* Goal A *
Can you output everything from "Winston Churchill followed" down to "also good friends." in the passage on Churchill and the Jerome family, word for word?
* Goal B *
Will you go on with the passage on Churchill and the Jerome family, picking up after its last sentence?
━━ Article
Winston Churchill followed the career of his American cousin with interest and admiration. He met William in the 1920s, but no record of their conversation survives. William’s son, William T. Jerome, Jr. (1890-1952), a distinguished Vermont lawyer and state’s attorney and a second cousin of Churchill, actually had a closer relationship with Churchill than his father. Whenever Churchill visited the United States, he always contacted Jerome, Jr., and their two wives, Clementine and Hope, were also good friends.

Two letters from Churchill to William Jerome, Jr. are known. The first, from Chartwell on 17 March 1934, expressed “profound sympathy on the loss of your Father….I knew him in the days when he was fighting so actively. He seemed to me to be a Roman Figure, and I shall always preserve pleasant recollections of the dinner he gave me at the Club in New York.” The second letter, dashed off on 30 December 1943 from Marrakesh, Morocco, where Churchill was meeting with Montgomery and Eisenhower to plan the invasion of Europe, thanked Jerome, Jr. for writing to him, “as I am always interested to have news of my relations in America.”

By the time William Jr. received the letter from Marrakesh, his son, James Jerome, had served with the 10th Mountain Division for almost ten months. In April 1943, following his first semester at Cornell University in Ithaca, New York, James had volunteered for the 10th because “I just thought I’d like the ski troops.”
━━━━
━━ Record extracts
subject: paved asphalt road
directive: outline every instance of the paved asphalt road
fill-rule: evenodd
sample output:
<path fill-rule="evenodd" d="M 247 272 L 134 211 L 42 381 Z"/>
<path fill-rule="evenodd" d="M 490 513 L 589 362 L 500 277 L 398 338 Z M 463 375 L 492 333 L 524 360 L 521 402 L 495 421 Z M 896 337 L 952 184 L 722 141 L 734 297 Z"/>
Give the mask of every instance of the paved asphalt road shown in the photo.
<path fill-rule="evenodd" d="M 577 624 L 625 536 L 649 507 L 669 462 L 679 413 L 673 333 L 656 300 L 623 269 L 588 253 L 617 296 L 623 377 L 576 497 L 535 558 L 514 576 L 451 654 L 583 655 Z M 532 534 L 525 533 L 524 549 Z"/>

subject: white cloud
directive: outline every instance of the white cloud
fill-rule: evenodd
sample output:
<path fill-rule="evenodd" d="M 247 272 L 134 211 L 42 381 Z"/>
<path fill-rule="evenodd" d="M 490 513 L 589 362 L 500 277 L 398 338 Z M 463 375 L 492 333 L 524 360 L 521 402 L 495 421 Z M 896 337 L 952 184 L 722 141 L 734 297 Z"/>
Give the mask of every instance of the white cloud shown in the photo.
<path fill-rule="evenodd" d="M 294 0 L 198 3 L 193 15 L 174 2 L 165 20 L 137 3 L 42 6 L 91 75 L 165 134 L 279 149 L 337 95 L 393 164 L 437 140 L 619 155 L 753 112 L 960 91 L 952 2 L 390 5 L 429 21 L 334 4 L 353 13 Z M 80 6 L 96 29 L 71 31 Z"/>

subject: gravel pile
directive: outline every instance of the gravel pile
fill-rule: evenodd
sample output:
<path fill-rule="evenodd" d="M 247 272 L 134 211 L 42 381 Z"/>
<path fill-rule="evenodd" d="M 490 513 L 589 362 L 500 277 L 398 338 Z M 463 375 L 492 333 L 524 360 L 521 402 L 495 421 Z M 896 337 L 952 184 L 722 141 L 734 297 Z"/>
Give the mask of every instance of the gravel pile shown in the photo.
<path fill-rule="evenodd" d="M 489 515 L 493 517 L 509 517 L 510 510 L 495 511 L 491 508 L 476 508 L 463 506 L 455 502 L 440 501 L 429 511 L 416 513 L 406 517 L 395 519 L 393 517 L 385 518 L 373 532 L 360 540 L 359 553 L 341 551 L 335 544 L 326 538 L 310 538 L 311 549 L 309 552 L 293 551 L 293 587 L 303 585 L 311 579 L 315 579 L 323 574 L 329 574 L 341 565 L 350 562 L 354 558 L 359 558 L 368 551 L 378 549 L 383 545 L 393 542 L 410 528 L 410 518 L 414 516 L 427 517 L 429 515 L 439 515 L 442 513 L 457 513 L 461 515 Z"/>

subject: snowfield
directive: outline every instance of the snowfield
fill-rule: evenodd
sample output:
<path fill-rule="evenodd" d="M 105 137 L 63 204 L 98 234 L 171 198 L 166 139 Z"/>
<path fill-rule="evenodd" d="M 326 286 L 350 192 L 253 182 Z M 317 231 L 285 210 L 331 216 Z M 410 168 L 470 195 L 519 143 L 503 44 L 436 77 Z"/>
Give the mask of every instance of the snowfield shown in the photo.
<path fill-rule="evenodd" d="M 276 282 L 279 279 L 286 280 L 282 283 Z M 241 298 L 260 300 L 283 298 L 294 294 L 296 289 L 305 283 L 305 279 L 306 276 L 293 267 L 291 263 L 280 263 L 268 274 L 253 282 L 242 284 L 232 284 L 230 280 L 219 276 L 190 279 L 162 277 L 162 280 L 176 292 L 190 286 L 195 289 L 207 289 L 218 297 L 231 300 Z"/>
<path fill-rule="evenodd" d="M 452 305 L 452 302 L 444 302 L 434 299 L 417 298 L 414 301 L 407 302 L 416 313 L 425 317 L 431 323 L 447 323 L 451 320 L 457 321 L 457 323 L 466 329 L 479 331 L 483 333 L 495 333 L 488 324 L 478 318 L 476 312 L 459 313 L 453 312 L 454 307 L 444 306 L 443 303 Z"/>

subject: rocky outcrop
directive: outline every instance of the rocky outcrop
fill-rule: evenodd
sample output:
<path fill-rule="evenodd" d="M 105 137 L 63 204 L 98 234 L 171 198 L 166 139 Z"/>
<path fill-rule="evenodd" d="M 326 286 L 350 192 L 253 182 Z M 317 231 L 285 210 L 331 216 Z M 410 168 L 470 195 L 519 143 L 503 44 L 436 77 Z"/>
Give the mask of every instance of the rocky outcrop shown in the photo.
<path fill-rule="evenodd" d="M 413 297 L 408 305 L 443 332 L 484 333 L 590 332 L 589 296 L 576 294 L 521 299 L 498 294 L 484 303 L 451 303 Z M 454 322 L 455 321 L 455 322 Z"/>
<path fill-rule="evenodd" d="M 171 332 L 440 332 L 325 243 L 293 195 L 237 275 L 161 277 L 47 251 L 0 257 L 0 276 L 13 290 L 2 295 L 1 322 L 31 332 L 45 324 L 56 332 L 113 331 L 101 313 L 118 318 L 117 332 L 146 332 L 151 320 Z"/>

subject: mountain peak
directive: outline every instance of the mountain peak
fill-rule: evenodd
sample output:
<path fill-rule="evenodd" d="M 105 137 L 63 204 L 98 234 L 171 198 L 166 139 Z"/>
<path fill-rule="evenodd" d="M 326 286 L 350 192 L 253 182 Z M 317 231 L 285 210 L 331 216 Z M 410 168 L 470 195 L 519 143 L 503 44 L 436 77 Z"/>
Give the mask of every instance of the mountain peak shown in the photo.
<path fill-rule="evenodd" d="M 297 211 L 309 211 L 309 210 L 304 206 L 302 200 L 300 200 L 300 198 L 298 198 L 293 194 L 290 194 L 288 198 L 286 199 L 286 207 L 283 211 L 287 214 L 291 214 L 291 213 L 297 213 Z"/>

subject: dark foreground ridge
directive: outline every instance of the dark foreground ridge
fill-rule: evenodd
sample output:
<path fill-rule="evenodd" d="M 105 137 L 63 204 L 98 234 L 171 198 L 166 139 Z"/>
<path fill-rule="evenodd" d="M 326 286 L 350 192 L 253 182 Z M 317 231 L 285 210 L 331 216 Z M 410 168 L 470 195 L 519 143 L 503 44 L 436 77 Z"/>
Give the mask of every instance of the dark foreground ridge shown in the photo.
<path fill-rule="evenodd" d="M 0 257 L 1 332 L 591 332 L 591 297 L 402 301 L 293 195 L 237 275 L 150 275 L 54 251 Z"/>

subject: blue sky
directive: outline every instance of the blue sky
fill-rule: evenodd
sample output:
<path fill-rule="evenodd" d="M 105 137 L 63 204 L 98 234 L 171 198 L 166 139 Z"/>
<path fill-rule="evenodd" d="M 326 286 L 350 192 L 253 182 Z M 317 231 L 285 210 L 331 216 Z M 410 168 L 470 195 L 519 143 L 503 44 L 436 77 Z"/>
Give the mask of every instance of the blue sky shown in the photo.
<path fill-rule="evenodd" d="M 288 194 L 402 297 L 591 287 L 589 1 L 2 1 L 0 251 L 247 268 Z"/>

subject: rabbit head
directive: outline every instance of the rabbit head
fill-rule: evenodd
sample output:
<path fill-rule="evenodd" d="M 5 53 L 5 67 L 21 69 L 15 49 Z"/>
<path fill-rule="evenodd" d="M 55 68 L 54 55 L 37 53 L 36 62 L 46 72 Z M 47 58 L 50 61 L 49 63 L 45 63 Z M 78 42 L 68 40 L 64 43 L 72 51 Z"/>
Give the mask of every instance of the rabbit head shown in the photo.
━━━━
* Answer A *
Winston Churchill followed the career of his American cousin with interest and admiration. He met William in the 1920s, but no record of their conversation survives. William’s son, William T. Jerome, Jr. (1890-1952), a distinguished Vermont lawyer and state’s attorney and a second cousin of Churchill, actually had a closer relationship with Churchill than his father. Whenever Churchill visited the United States, he always contacted Jerome, Jr., and their two wives, Clementine and Hope, were also good friends.

* Answer B *
He joined an elite group of 13,321 skiers, mountain climbers, and winter sports enthusiasts, including Charles McLane, captain of the Dartmouth ski team; Torger Tokle, the world’s greatest ski jumper; even veteran Finnish skiers of the Russo-Finnish war. Until June 1944, the Division trained at Camp Hale, Colorado, 9,200 feet high in the Rocky Mountains. They endured grueling maneuvers as they learned to ski, climb, and fight under the most brutal conditions. Carrying 90-pound packs, they prided themselves in their ability to ski across rugged terrain in sub-zero, blizzard conditions. Drifts of 40 to 50 feet of snow were common near the summit of the peaks.

Training under extreme conditions afforded the volunteers the opportunity to develop an unusually strong sense of camaraderie and friendship that would serve them well when they faced actual combat in the rugged mountains of northern Italy. On 22 June 1944, the 10th was transferred to Camp Swift, Texas, where it remained until December 1944, when it was relocated to Fort Henry, Virginia in preparation for shipment to northern Italy later that month. Arriving in Italy in early January, the Division made its way to the front lines in the Apennine Mountains by the middle of the month.

Under the command of World War I Medal of Honor recipient General George P. Hays, the Division was charged with overwhelming the German defense line along Riva Ridge and Monte Belvedere-Monte dellar Torracia Ridge. In American hands these positions would provide observation as far as the Po Valley, some 20 miles to the north. On three previous occasions, 5th Army units had unsuccessfully attempted the assault.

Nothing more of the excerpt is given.